§ Exercise brief
Your answer must be an exact copy of the entries below, with no pictures in it.

(Stored items)
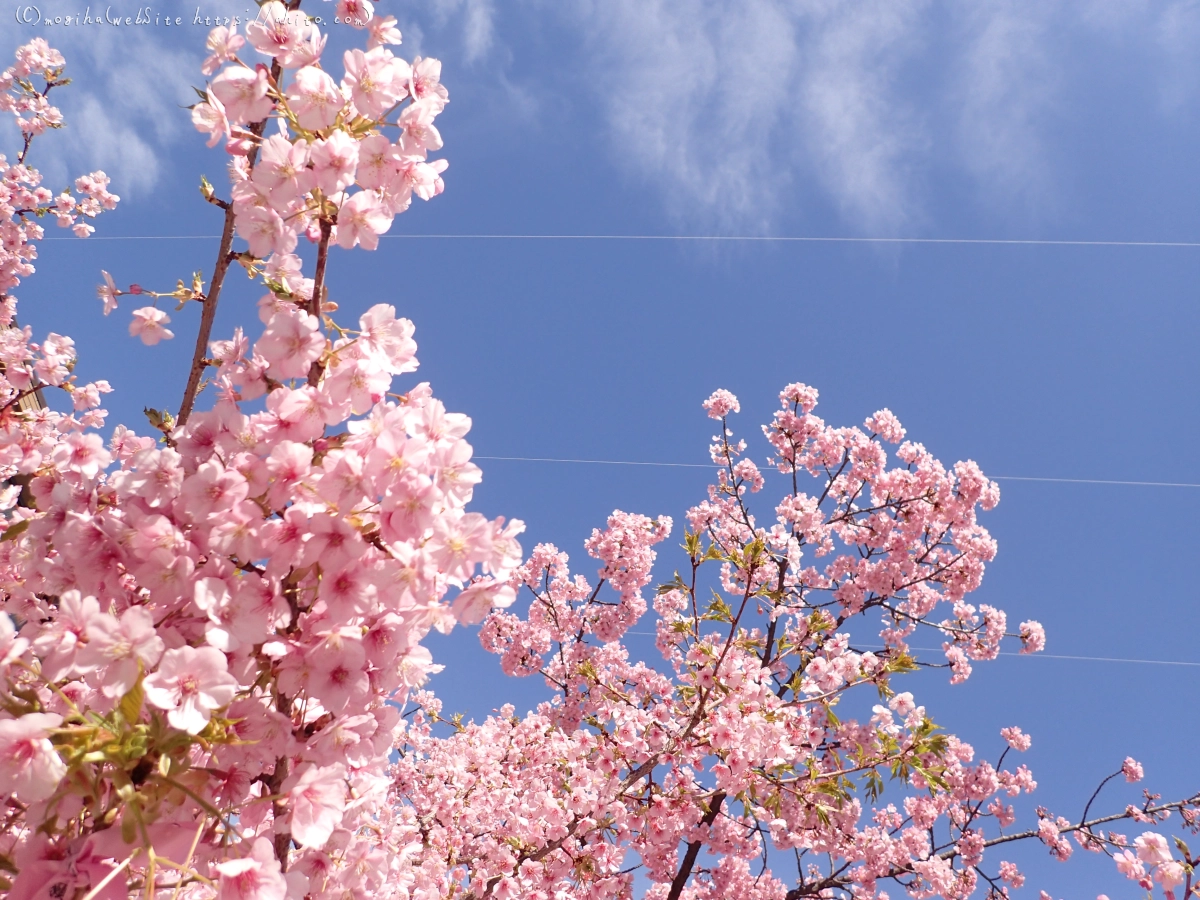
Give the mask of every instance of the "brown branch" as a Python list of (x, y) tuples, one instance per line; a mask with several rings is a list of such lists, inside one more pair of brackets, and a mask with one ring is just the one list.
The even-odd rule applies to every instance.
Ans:
[(196, 348), (192, 351), (192, 368), (188, 372), (187, 387), (183, 389), (183, 400), (179, 403), (179, 415), (176, 421), (180, 426), (186, 425), (192, 407), (196, 403), (196, 395), (200, 393), (200, 379), (208, 368), (208, 339), (212, 335), (213, 322), (217, 318), (217, 301), (221, 297), (221, 287), (225, 283), (225, 273), (229, 271), (229, 263), (233, 259), (233, 226), (236, 216), (233, 207), (225, 210), (225, 228), (221, 232), (221, 247), (217, 251), (217, 264), (213, 268), (212, 284), (204, 297), (204, 309), (200, 313), (200, 330), (196, 332)]
[[(280, 756), (275, 760), (275, 768), (271, 771), (270, 777), (266, 780), (267, 791), (269, 793), (279, 793), (283, 786), (284, 779), (288, 777), (288, 771), (290, 768), (290, 760), (286, 756)], [(283, 819), (288, 814), (288, 798), (285, 796), (272, 800), (271, 813), (274, 817), (275, 858), (279, 860), (279, 868), (286, 872), (288, 870), (288, 851), (292, 846), (291, 829), (285, 829), (283, 826)]]
[[(329, 263), (329, 237), (332, 233), (333, 222), (322, 216), (321, 240), (317, 244), (317, 271), (313, 273), (312, 297), (308, 301), (308, 312), (310, 315), (316, 316), (318, 326), (321, 322), (321, 306), (325, 299), (323, 296), (325, 293), (325, 267)], [(312, 366), (308, 370), (308, 383), (316, 387), (324, 371), (325, 366), (321, 362), (320, 357), (314, 359)]]
[[(708, 812), (704, 814), (704, 818), (700, 823), (705, 826), (712, 825), (717, 820), (717, 815), (721, 812), (721, 804), (725, 802), (725, 792), (720, 791), (713, 795), (711, 806)], [(700, 855), (700, 848), (704, 845), (703, 841), (692, 841), (688, 844), (687, 853), (683, 856), (683, 863), (679, 866), (679, 871), (675, 874), (675, 880), (671, 882), (671, 890), (667, 894), (667, 900), (679, 900), (679, 895), (683, 893), (683, 888), (687, 884), (689, 878), (692, 877), (692, 868), (696, 865), (696, 857)]]
[[(271, 64), (271, 80), (278, 84), (282, 75), (283, 67), (277, 62), (273, 62)], [(266, 127), (267, 119), (264, 118), (261, 122), (251, 125), (248, 130), (256, 138), (261, 138)], [(246, 157), (248, 170), (253, 171), (256, 159), (258, 159), (257, 143), (251, 147), (250, 153)], [(209, 203), (214, 203), (225, 210), (225, 227), (221, 231), (221, 246), (217, 249), (217, 262), (213, 266), (212, 282), (209, 284), (208, 293), (203, 301), (204, 310), (200, 314), (200, 330), (196, 332), (196, 348), (192, 351), (192, 368), (188, 372), (187, 387), (183, 389), (183, 400), (179, 403), (179, 415), (176, 416), (176, 422), (181, 427), (187, 424), (188, 417), (192, 414), (192, 407), (196, 404), (196, 395), (200, 393), (200, 380), (204, 377), (205, 369), (210, 365), (206, 353), (208, 340), (212, 336), (213, 322), (217, 318), (217, 301), (221, 297), (225, 275), (229, 271), (229, 264), (234, 260), (233, 229), (237, 216), (234, 215), (233, 204), (216, 201), (214, 198), (206, 199)]]
[[(1143, 815), (1153, 816), (1158, 813), (1169, 812), (1174, 809), (1183, 809), (1184, 807), (1195, 806), (1198, 803), (1200, 803), (1200, 794), (1196, 794), (1195, 796), (1189, 797), (1186, 800), (1173, 800), (1170, 803), (1160, 803), (1158, 806), (1146, 805), (1139, 809), (1138, 812)], [(1109, 816), (1100, 816), (1095, 819), (1079, 822), (1075, 825), (1069, 825), (1066, 828), (1060, 828), (1058, 829), (1058, 833), (1070, 834), (1075, 831), (1090, 832), (1096, 825), (1104, 825), (1108, 822), (1119, 822), (1122, 819), (1132, 819), (1133, 817), (1133, 813), (1126, 810), (1125, 812), (1113, 813)], [(1020, 831), (1016, 832), (1015, 834), (1004, 834), (1000, 835), (999, 837), (991, 838), (990, 840), (984, 841), (983, 846), (985, 848), (995, 847), (999, 844), (1008, 844), (1012, 841), (1025, 841), (1039, 836), (1040, 833), (1036, 829), (1031, 829), (1029, 831)], [(952, 860), (959, 855), (960, 854), (957, 847), (952, 847), (949, 850), (943, 850), (940, 853), (935, 853), (935, 856), (945, 860)], [(910, 874), (912, 874), (911, 865), (896, 866), (891, 871), (881, 875), (880, 878), (894, 879), (900, 877), (901, 875)], [(801, 897), (816, 897), (820, 895), (821, 891), (829, 890), (830, 888), (845, 887), (847, 883), (848, 879), (846, 879), (844, 876), (831, 875), (828, 878), (825, 878), (823, 881), (816, 882), (812, 885), (802, 885), (800, 887), (793, 888), (788, 892), (788, 898), (791, 898), (791, 900), (799, 900)]]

§ Worked solution
Give the mask of every instance of the "brown branch" as a Python list of (x, y) tuples, one instance per line; a mask with several rings is a list of such lists, inside one more pair of brackets, and a mask with one ring is just the one list.
The even-odd rule applies to every instance.
Ans:
[(196, 348), (192, 351), (192, 368), (188, 372), (187, 387), (183, 389), (183, 400), (179, 403), (179, 415), (176, 421), (180, 426), (186, 425), (192, 407), (196, 403), (196, 395), (200, 393), (200, 379), (208, 368), (208, 339), (212, 335), (213, 322), (217, 318), (217, 301), (221, 297), (221, 287), (225, 283), (225, 273), (229, 271), (229, 263), (233, 259), (233, 226), (236, 216), (233, 207), (225, 210), (225, 228), (221, 232), (221, 247), (217, 251), (217, 264), (213, 268), (212, 284), (204, 297), (204, 309), (200, 313), (200, 330), (196, 332)]
[[(280, 756), (275, 760), (275, 768), (271, 771), (270, 777), (266, 780), (267, 791), (269, 793), (279, 793), (283, 786), (284, 779), (288, 777), (288, 771), (290, 768), (290, 760), (286, 756)], [(283, 819), (288, 814), (288, 798), (285, 796), (272, 800), (271, 813), (274, 817), (275, 858), (279, 860), (279, 868), (286, 872), (288, 870), (288, 851), (292, 846), (291, 829), (285, 829), (283, 826)]]
[[(329, 263), (329, 237), (332, 233), (333, 222), (322, 216), (321, 240), (317, 244), (317, 271), (313, 273), (312, 297), (308, 301), (308, 312), (310, 315), (316, 316), (318, 326), (321, 322), (321, 306), (325, 299), (323, 296), (325, 293), (325, 267)], [(312, 366), (308, 370), (308, 383), (316, 387), (324, 371), (325, 366), (321, 362), (320, 357), (314, 359)]]
[[(708, 812), (704, 814), (704, 818), (700, 823), (705, 826), (712, 825), (717, 820), (717, 815), (721, 812), (721, 804), (725, 802), (725, 792), (720, 791), (713, 795), (711, 806)], [(700, 855), (700, 848), (704, 845), (703, 841), (692, 841), (688, 844), (687, 853), (683, 856), (683, 863), (679, 866), (679, 871), (675, 874), (675, 880), (671, 882), (671, 890), (667, 894), (667, 900), (679, 900), (679, 895), (683, 893), (683, 888), (687, 884), (689, 878), (692, 877), (692, 868), (696, 865), (696, 857)]]
[[(271, 64), (271, 80), (278, 84), (282, 75), (283, 67), (277, 62), (273, 62)], [(266, 127), (267, 119), (264, 118), (261, 122), (251, 125), (248, 130), (256, 138), (261, 138)], [(246, 157), (248, 170), (253, 171), (256, 159), (258, 159), (257, 143), (251, 147), (250, 153)], [(209, 203), (214, 203), (225, 210), (225, 227), (221, 231), (221, 246), (217, 249), (217, 262), (213, 266), (212, 282), (209, 284), (208, 293), (203, 301), (204, 310), (200, 314), (200, 330), (196, 332), (196, 348), (192, 351), (192, 368), (188, 372), (187, 387), (183, 389), (183, 400), (179, 403), (179, 415), (176, 416), (176, 422), (181, 427), (187, 424), (188, 417), (192, 414), (192, 407), (196, 404), (196, 395), (200, 393), (200, 380), (204, 377), (205, 369), (210, 365), (206, 353), (208, 340), (212, 336), (213, 322), (217, 318), (217, 301), (221, 297), (225, 275), (229, 271), (229, 264), (234, 260), (233, 229), (237, 216), (234, 215), (233, 204), (216, 201), (214, 198), (206, 199)]]
[[(1143, 815), (1153, 816), (1158, 813), (1169, 812), (1174, 809), (1183, 809), (1184, 807), (1195, 806), (1198, 803), (1200, 803), (1200, 794), (1196, 794), (1195, 796), (1189, 797), (1186, 800), (1173, 800), (1170, 803), (1160, 803), (1158, 806), (1146, 805), (1139, 809), (1138, 812)], [(1109, 816), (1100, 816), (1095, 819), (1079, 822), (1075, 825), (1069, 825), (1066, 828), (1060, 828), (1058, 829), (1058, 833), (1070, 834), (1075, 831), (1090, 832), (1096, 825), (1104, 825), (1108, 822), (1119, 822), (1122, 819), (1132, 819), (1133, 817), (1133, 813), (1126, 810), (1125, 812), (1113, 813)], [(1020, 831), (1016, 832), (1015, 834), (1004, 834), (1000, 835), (999, 837), (991, 838), (990, 840), (984, 841), (983, 846), (985, 848), (995, 847), (999, 844), (1008, 844), (1012, 841), (1025, 841), (1039, 836), (1040, 833), (1036, 829), (1031, 829), (1029, 831)], [(952, 860), (959, 855), (960, 854), (957, 847), (952, 847), (949, 850), (943, 850), (940, 853), (935, 853), (935, 856), (945, 860)], [(910, 874), (912, 874), (911, 865), (896, 866), (891, 871), (881, 875), (880, 878), (894, 879), (900, 877), (901, 875)], [(801, 897), (816, 897), (820, 895), (821, 891), (829, 890), (830, 888), (845, 887), (847, 883), (848, 879), (846, 879), (844, 876), (831, 875), (828, 878), (825, 878), (823, 881), (816, 882), (812, 885), (802, 885), (800, 887), (793, 888), (788, 892), (788, 898), (791, 898), (791, 900), (799, 900)]]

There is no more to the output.